Requirement:
Records appear below. Give all of them again, exactly.

Source material:
+++

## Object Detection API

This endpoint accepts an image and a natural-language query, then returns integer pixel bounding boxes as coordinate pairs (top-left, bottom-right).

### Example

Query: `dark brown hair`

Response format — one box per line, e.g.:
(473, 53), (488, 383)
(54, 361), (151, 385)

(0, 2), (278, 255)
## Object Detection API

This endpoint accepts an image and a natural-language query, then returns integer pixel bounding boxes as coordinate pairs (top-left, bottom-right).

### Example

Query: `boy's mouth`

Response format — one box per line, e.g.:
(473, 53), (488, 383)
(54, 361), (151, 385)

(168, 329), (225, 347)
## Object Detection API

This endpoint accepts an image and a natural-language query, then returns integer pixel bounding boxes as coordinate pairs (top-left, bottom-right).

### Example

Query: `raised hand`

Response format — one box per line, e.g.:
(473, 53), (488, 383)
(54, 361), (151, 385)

+++

Solution to this task:
## Object Detection API

This endpoint accepts an image and a natural-language query, then returns integer pixel bounding boxes as coordinate pairs (top-left, bottom-right).

### Example

Query: `dark brown hair`

Response format — one box per line, e.g.:
(473, 53), (488, 383)
(54, 361), (151, 385)

(0, 2), (278, 255)
## Object Detection API

This endpoint accepts an image and a natural-language query, then returns integer pixel bounding boxes as coordinate pairs (top-left, bottom-right).

### Example

Query: `boy's mouth`

Response format — one box per line, e.g.:
(473, 53), (488, 383)
(54, 361), (151, 385)

(168, 329), (225, 347)
## Object Detection API

This endpoint accepts an image and a natural-language query, then returns integer pixel bounding boxes as coordinate pairs (top-left, bottom-right).

### Example

Query: `raised hand`

Response format — one box per line, e.g.:
(473, 53), (488, 383)
(54, 361), (151, 385)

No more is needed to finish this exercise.